■ EXERCISE OBJECTIVE: Reproduce everything from the line containing "In this photo, each instance of the seated" down to the end of the entries, switching "spectator" to "onlooker" and leaving all else unchanged. Give back only those lines.

>> Begin RECORDS SHOWN

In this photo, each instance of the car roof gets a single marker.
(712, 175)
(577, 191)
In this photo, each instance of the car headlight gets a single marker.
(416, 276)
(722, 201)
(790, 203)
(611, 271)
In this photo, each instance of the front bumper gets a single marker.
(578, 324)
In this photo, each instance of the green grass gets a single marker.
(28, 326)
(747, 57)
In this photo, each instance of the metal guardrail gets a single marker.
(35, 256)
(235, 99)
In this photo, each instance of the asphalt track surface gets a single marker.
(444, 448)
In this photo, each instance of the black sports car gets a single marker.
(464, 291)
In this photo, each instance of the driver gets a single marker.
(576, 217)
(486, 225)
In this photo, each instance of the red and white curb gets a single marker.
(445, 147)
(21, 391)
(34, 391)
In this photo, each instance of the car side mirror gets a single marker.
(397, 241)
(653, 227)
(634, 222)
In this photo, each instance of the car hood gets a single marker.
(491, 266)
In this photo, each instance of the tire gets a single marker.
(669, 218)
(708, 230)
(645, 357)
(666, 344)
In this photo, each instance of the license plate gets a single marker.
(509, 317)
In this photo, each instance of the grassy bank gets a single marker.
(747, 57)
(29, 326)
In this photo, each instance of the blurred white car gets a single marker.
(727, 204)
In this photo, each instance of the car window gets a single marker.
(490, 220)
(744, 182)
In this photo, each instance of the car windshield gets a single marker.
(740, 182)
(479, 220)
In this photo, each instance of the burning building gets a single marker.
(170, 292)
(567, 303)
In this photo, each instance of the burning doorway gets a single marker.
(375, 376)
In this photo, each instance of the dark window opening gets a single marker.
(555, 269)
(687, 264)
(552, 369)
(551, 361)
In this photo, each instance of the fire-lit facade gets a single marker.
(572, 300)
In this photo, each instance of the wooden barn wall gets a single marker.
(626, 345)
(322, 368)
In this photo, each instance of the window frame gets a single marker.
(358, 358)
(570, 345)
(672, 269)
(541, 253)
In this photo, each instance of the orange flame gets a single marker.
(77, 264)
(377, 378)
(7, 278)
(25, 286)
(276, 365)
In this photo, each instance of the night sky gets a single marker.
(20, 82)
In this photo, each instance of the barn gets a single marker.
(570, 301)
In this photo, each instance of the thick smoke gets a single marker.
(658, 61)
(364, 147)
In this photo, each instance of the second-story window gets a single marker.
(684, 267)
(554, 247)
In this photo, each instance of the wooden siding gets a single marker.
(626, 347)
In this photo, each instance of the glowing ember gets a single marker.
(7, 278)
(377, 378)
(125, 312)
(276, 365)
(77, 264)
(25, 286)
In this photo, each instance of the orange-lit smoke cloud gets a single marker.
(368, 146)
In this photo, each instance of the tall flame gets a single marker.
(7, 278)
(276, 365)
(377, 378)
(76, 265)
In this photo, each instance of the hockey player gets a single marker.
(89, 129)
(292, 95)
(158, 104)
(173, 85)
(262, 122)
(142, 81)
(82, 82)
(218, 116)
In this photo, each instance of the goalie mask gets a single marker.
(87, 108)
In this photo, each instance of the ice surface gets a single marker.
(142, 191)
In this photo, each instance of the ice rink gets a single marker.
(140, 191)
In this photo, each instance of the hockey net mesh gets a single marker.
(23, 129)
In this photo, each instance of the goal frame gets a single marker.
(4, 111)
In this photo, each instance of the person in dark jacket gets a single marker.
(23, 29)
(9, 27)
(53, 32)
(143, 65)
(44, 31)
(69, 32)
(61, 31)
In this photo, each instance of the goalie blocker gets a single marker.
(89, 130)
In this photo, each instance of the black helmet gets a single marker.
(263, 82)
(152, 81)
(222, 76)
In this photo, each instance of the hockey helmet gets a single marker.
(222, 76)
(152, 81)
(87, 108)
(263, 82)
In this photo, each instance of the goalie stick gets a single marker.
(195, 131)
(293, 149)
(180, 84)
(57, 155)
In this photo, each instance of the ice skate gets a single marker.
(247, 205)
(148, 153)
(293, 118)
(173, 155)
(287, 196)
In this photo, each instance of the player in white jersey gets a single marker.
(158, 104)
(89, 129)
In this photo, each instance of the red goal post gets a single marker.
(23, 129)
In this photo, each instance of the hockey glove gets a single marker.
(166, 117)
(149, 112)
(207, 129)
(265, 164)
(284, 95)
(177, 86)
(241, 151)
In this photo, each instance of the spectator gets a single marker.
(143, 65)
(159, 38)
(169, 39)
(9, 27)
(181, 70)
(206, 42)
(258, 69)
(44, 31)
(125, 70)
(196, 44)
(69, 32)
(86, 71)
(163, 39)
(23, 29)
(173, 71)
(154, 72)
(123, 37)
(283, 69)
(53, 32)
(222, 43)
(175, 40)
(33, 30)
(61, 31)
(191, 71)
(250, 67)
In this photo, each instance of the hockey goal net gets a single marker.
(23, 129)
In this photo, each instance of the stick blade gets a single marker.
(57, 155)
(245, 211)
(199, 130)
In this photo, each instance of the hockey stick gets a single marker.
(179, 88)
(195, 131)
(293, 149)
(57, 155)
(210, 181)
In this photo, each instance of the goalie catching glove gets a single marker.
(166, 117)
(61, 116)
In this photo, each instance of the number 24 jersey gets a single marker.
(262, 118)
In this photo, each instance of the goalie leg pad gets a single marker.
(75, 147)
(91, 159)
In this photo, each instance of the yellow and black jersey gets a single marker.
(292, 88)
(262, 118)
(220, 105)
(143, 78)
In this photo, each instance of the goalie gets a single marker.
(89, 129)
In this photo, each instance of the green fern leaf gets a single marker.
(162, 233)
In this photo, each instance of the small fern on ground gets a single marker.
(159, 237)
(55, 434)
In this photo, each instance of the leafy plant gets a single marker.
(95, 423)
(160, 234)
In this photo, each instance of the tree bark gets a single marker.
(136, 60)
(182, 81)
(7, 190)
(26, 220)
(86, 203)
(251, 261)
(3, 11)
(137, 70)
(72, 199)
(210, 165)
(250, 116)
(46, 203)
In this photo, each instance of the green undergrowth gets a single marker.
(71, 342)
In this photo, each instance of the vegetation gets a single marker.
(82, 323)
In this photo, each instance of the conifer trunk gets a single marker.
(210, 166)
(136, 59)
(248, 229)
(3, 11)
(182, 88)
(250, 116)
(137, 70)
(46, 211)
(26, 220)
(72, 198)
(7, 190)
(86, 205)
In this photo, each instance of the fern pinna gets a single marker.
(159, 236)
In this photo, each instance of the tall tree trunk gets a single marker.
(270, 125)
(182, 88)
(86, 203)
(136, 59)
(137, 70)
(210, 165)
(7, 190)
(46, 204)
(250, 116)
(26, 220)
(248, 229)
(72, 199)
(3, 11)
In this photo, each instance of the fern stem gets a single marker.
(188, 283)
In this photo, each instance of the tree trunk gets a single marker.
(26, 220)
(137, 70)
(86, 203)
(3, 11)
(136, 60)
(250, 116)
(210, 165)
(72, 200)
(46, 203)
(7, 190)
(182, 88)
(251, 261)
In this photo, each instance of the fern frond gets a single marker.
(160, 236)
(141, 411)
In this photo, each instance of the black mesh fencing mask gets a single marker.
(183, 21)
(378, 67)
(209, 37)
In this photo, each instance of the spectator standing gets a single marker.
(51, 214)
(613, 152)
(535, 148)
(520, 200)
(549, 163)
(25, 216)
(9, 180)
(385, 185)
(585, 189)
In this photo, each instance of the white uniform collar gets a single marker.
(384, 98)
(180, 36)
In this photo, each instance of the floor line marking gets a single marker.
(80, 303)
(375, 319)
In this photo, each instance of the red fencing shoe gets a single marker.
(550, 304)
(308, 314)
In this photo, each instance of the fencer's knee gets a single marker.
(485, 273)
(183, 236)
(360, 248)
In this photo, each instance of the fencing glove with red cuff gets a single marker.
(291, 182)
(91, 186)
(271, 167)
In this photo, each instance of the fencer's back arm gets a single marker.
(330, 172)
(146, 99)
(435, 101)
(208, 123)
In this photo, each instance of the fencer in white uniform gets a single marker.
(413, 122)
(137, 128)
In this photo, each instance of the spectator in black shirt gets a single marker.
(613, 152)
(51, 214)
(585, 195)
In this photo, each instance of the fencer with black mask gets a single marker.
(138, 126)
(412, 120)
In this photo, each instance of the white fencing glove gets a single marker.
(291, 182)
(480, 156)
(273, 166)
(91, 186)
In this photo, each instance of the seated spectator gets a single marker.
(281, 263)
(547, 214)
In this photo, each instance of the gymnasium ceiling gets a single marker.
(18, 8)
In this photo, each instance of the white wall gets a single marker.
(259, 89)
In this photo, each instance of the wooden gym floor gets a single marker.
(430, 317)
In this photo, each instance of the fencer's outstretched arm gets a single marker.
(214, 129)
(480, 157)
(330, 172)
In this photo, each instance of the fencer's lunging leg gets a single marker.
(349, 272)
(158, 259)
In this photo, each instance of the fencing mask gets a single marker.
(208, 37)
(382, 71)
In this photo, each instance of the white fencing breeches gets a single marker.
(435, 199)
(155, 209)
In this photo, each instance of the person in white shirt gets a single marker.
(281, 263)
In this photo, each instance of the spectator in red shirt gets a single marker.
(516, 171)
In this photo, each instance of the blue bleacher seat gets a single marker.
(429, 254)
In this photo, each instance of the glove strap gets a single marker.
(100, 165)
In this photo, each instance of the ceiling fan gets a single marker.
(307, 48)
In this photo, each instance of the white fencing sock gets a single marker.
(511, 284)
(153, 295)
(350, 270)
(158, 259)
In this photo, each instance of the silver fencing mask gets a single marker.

>> End RECORDS SHOWN

■ FULL ANSWER:
In this photo, each instance of the seated onlooker gets a single marker.
(281, 263)
(547, 214)
In this photo, each instance of the gymnasium ceiling gets a single marker.
(18, 8)
In this photo, each instance of the white wall gets a single marker.
(259, 89)
In this photo, each instance of the wooden gym floor gets a single marker.
(430, 317)
In this photo, each instance of the fencer's outstretched arm gets a single marker.
(214, 129)
(480, 157)
(330, 172)
In this photo, each instance of the fencer's lunging leg gets a single marker.
(349, 272)
(158, 259)
In this photo, each instance of the fencing mask gets a single marker.
(208, 37)
(382, 71)
In this photo, each instance of the white fencing breeches gets a single marker.
(435, 199)
(155, 209)
In this photo, each instance of the person in white shirt gets a single marker.
(281, 263)
In this photo, each instance of the onlooker in red shirt gets a single marker.
(516, 171)
In this photo, each instance of the blue bleacher seat gets a single marker.
(429, 254)
In this photo, each instance of the glove strap gets a single marker.
(100, 165)
In this photo, each instance of the ceiling fan gets a single marker.
(307, 48)
In this photo, each instance of the white fencing sock gets a single marker.
(511, 284)
(153, 295)
(350, 270)
(158, 259)
In this photo, each instance of the silver fencing mask gets a single marker.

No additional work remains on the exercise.